TASK INSTRUCTIONS: A verbatim copy of the line containing "Per instance of the striped" and all lines after it, up to and including the final line of the records, is the only acceptable output.

ENTRIES SHOWN:
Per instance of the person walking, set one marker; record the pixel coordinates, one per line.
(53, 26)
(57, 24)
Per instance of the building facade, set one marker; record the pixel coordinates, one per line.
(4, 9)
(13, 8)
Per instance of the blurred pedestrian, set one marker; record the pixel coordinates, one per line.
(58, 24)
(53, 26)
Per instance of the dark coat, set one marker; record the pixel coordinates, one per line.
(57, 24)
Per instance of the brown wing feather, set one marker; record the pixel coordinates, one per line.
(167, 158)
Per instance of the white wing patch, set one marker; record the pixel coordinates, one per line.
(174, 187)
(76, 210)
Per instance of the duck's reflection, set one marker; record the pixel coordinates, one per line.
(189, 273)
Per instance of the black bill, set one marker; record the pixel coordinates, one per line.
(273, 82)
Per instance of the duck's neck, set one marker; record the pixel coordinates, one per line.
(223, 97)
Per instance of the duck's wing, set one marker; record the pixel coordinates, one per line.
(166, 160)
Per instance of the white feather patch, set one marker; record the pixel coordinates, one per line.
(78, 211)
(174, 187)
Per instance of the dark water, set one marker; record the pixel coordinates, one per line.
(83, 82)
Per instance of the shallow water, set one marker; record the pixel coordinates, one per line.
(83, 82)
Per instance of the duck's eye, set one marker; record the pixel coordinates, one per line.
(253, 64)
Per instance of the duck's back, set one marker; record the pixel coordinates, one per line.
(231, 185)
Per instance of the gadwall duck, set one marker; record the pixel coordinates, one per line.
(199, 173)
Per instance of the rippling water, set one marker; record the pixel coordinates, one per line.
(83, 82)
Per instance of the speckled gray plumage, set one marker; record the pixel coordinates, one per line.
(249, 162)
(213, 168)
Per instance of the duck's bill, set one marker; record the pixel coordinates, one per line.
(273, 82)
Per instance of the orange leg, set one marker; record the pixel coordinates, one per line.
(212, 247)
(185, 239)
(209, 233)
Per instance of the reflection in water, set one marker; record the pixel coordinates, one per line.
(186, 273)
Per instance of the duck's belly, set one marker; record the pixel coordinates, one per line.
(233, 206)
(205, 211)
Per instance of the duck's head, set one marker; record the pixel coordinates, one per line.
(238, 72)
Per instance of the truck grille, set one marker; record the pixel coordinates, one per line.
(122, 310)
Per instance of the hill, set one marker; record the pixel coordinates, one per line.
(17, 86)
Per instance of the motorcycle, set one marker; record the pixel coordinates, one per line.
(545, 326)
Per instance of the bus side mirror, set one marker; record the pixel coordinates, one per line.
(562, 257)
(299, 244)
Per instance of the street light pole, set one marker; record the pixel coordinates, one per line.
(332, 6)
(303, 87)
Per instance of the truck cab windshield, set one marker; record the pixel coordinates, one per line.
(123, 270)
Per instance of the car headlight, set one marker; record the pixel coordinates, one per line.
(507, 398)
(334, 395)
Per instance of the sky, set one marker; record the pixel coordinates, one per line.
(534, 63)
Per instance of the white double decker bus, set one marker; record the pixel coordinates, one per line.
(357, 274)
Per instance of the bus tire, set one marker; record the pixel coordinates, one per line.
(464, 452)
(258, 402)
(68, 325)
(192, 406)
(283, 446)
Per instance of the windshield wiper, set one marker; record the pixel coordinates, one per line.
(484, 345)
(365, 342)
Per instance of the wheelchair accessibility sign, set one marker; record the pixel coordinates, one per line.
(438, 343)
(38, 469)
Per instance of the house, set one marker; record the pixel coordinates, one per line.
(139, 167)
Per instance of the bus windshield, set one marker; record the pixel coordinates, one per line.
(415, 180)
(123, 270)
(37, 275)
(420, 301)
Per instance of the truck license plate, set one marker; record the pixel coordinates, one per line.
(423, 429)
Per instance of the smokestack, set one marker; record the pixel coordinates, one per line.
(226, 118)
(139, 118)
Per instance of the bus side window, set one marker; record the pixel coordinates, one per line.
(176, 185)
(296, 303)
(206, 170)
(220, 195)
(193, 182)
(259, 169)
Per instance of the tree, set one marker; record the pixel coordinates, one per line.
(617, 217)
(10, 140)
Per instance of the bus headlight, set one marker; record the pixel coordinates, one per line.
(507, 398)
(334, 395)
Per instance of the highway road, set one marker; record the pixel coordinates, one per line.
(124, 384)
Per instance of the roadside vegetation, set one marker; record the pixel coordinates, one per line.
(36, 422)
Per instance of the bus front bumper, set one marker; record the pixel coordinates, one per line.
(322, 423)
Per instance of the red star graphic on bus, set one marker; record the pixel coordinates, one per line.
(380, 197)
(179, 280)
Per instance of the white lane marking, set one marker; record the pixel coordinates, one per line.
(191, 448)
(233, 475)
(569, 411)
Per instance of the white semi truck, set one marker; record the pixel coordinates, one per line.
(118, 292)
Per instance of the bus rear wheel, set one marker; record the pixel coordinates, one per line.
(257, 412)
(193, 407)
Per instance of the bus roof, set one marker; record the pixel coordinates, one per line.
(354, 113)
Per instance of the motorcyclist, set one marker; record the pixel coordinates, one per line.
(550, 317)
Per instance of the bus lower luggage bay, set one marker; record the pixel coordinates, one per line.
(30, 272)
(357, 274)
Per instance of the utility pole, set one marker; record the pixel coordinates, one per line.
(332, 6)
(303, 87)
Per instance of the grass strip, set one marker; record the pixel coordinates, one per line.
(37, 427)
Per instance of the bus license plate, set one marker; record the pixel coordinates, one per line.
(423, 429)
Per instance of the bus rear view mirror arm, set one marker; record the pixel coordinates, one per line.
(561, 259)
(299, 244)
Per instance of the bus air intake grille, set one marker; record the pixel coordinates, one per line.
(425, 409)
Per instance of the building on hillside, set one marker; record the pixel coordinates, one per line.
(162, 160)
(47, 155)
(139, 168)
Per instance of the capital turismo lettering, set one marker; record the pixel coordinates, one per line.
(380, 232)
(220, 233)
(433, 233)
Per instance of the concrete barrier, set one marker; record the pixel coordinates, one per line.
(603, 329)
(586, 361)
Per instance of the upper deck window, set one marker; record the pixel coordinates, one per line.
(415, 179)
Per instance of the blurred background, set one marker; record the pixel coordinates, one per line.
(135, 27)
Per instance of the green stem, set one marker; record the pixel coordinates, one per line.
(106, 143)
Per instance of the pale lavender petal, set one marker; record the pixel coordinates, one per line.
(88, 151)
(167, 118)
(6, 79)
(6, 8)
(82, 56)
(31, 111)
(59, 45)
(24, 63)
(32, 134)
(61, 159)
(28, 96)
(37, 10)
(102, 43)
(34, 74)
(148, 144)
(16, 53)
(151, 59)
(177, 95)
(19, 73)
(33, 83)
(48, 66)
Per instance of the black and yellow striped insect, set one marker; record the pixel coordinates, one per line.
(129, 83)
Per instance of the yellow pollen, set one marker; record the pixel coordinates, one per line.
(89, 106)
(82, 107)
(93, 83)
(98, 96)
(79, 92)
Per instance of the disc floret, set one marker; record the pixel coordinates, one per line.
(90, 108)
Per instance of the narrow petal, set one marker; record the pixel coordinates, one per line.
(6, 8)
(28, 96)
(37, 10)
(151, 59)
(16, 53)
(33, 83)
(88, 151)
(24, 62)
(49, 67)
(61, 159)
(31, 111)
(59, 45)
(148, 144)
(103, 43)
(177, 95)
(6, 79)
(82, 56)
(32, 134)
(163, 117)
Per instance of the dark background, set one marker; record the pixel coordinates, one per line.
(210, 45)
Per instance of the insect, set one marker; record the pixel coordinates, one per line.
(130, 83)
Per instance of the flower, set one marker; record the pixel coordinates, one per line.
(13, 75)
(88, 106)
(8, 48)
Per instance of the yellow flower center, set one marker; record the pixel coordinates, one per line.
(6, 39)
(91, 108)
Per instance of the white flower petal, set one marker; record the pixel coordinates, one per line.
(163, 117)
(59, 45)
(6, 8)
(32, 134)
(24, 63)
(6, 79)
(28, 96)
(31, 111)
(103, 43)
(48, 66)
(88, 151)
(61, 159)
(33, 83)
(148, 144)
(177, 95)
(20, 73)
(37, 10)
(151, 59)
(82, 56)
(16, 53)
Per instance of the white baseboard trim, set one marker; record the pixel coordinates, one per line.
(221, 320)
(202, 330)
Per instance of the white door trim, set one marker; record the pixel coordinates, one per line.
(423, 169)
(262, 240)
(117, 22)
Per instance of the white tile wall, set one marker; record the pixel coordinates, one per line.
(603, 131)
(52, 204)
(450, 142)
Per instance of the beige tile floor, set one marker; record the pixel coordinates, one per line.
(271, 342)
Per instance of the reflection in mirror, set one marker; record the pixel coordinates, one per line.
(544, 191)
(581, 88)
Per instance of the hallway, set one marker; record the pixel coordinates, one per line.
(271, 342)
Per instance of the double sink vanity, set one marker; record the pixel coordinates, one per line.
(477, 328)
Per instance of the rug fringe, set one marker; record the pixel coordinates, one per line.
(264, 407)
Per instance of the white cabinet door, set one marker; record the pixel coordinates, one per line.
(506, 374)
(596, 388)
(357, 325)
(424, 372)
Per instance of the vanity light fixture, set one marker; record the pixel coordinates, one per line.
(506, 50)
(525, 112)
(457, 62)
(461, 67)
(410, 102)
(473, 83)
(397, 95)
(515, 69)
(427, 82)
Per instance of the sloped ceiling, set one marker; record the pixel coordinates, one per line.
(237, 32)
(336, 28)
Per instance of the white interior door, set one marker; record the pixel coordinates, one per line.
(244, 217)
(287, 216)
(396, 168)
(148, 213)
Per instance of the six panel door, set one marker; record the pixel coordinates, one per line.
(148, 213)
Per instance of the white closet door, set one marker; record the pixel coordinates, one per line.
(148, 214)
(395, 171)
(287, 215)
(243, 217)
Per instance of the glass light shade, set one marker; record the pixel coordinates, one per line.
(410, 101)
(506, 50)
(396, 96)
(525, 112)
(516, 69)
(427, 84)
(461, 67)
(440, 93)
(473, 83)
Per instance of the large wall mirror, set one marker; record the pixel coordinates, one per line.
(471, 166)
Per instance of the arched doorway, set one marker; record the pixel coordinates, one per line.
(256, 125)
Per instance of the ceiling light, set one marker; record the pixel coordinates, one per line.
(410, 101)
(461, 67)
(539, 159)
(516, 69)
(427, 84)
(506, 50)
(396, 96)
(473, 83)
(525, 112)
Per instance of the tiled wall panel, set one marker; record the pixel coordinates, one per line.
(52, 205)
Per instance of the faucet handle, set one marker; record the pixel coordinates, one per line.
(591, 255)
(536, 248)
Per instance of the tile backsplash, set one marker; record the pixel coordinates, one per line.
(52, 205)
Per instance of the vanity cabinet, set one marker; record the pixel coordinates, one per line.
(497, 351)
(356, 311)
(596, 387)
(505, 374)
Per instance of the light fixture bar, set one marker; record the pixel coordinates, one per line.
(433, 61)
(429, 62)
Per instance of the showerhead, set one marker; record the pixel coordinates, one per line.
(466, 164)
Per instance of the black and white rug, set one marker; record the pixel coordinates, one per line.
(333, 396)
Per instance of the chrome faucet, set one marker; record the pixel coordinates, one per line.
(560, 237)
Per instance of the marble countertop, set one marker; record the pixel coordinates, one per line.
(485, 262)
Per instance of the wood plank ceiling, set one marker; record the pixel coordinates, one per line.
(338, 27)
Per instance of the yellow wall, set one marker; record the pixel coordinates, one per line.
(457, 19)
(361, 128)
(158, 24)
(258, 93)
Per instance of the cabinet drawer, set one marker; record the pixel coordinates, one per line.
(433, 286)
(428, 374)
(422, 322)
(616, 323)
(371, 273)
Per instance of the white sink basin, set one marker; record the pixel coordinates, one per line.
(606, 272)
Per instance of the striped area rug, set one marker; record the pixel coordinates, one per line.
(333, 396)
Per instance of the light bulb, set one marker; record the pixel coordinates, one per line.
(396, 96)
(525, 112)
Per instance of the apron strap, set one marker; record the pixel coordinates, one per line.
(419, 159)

SOLVED EXERCISE:
Per instance of the striped area rug, set one marker; record the pixel coordinates, one per line.
(333, 396)
Per instance of the light bulb, set one marker; record the pixel coordinates, one per line.
(396, 96)
(525, 112)
Per instance of the apron strap, set one marker; record the pixel coordinates, one per line.
(419, 159)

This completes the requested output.